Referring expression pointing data
★ ★ ★ ★ ★ ★ ★
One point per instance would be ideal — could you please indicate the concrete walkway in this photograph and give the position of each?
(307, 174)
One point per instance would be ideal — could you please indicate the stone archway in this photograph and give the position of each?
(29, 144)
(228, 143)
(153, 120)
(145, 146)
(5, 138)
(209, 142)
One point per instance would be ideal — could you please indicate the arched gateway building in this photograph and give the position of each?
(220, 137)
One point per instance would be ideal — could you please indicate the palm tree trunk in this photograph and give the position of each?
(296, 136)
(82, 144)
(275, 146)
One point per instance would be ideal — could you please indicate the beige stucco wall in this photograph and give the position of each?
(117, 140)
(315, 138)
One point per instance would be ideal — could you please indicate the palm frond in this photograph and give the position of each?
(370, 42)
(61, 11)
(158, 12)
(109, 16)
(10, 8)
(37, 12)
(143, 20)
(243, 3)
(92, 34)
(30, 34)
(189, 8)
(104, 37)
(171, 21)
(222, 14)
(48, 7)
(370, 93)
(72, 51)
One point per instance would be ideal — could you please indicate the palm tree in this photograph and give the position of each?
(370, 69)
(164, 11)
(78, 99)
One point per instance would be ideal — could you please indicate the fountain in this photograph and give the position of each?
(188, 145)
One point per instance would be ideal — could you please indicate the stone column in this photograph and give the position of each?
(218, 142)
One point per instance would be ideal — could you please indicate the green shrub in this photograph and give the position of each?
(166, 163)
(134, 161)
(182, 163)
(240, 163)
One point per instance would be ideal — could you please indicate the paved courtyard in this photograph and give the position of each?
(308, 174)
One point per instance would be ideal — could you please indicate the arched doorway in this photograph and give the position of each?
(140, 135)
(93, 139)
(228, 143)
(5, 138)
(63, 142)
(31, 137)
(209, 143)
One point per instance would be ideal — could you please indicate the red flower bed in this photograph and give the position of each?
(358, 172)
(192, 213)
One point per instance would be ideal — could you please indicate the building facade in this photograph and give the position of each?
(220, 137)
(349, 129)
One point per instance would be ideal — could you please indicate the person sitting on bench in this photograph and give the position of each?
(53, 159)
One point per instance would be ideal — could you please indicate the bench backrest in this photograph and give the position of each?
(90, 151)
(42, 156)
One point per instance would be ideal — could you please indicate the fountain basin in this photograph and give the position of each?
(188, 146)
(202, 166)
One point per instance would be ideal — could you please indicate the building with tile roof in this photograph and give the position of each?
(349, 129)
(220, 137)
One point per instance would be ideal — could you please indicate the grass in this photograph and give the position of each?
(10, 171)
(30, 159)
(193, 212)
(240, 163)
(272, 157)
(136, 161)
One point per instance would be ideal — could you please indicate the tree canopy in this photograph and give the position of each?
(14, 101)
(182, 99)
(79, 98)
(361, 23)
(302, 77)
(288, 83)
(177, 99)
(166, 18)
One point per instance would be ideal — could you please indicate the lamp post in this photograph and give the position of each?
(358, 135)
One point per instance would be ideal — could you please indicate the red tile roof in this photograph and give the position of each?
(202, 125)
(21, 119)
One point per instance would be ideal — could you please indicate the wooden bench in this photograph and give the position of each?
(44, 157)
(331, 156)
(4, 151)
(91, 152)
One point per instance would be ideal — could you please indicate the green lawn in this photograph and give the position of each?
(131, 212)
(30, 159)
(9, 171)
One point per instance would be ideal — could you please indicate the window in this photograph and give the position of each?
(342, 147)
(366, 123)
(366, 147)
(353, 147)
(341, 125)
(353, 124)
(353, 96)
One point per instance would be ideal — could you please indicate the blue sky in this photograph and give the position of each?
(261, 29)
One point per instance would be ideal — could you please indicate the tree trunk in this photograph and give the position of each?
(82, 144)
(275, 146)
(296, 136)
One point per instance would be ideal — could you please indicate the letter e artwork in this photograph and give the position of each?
★ ★ ★ ★ ★ ★ ★
WHAT THIS TASK INVOLVES: Copy every line of the records above exactly.

RESPONSE BELOW:
One point per instance would be ideal — could you please indicate the concrete walkway in this photograph and give the position of each?
(307, 174)
One point per instance would be ideal — could you please indicate the stone archway in this photograph and give the position of each?
(29, 144)
(228, 143)
(153, 120)
(145, 146)
(5, 138)
(209, 142)
One point per instance would be ideal — could you please indicate the arched gateway building in this photograph and give the position of each?
(220, 137)
One point per instance would be ideal — could you please indicate the palm tree trunk in this photograph and give the position of each?
(296, 136)
(82, 144)
(275, 146)
One point per instance would be ideal — could you please indicate the beige stucco wall in this photograph and give the position of each?
(117, 140)
(315, 138)
One point per instance would be ideal — could you please indicate the palm frond in this photograph and give the position of each?
(370, 42)
(61, 11)
(158, 12)
(109, 16)
(10, 8)
(37, 12)
(143, 20)
(243, 3)
(92, 34)
(30, 34)
(189, 8)
(104, 37)
(171, 21)
(222, 14)
(48, 7)
(370, 93)
(72, 51)
One point per instance would be ideal — could you please indicate the palm tree in this photograph and give the position of each?
(370, 69)
(164, 11)
(78, 99)
One point per instance would be ideal — could you please indicate the fountain in this photograph and give the position of each?
(188, 145)
One point per instance would be ideal — could you please indicate the stone column in this photograph and give the position of each?
(218, 142)
One point per instance would be ideal — could you please indicate the green shrub in this photograph and give the position of each?
(166, 163)
(134, 161)
(182, 163)
(240, 163)
One point per instance would be ideal — could you please indicate the paved courtyard in this photograph and give the position of each?
(308, 174)
One point per instance would be ideal — could you please indicate the arched doorway in this photograph and give the position of each?
(140, 135)
(93, 139)
(228, 143)
(5, 138)
(63, 142)
(31, 137)
(209, 143)
One point per instance would be ideal — could you please indicate the red flower bed in this photograph and give the position of each?
(358, 172)
(192, 213)
One point per instance would be ideal — could you please indicate the building facade in this photograph and give the position of each?
(220, 137)
(349, 129)
One point per instance would be ideal — could you please indicate the person sitting on bench in this photograph and give the position of each?
(53, 159)
One point per instance would be ideal — could you please indicate the bench backrest in this photograph and give the position of each?
(90, 151)
(42, 156)
One point per instance would be ideal — could you please indicate the fountain basin in this photograph and give the position of each?
(188, 146)
(202, 166)
One point per instance would be ideal — could you please indicate the building with tile roof in this photograph and give the position of each?
(349, 129)
(220, 137)
One point per instance would be ideal — could you please indicate the grass in this photograph and give the position of each?
(10, 171)
(30, 159)
(193, 212)
(240, 163)
(272, 157)
(136, 161)
One point per instance would be ideal — could you please indicate the tree canopy in this photograph and give the position of each?
(14, 101)
(182, 99)
(79, 98)
(361, 23)
(302, 77)
(288, 83)
(177, 99)
(166, 18)
One point per instance would be ideal — could you please indicate the lamp post in this photograph and give the position of each?
(358, 135)
One point per instance would be ideal — could you please indicate the red tile roof in this photograph and give the position of each?
(202, 125)
(21, 119)
One point per instance would be ideal — could you please indicate the wooden bench in this photograph and give the position of each?
(44, 157)
(331, 156)
(4, 151)
(91, 152)
One point per instance would be ideal — could you please indicate the green lawn in this photograph and give the position of each?
(131, 212)
(30, 159)
(9, 171)
One point per instance would be ideal — could you please indicate the window in this photograph and give the position of each?
(342, 147)
(366, 123)
(366, 147)
(353, 147)
(341, 125)
(353, 124)
(353, 96)
One point per instance would be ideal — could you please indicate the blue sky in this photograph and give the position of each?
(261, 29)
One point per instance would be ideal — could you please indicate the tree trunk in this photograph and give the position of each?
(82, 144)
(275, 146)
(296, 136)
One point per instance would be ideal — could you please indicate the letter e artwork in this photograph and give the position of each?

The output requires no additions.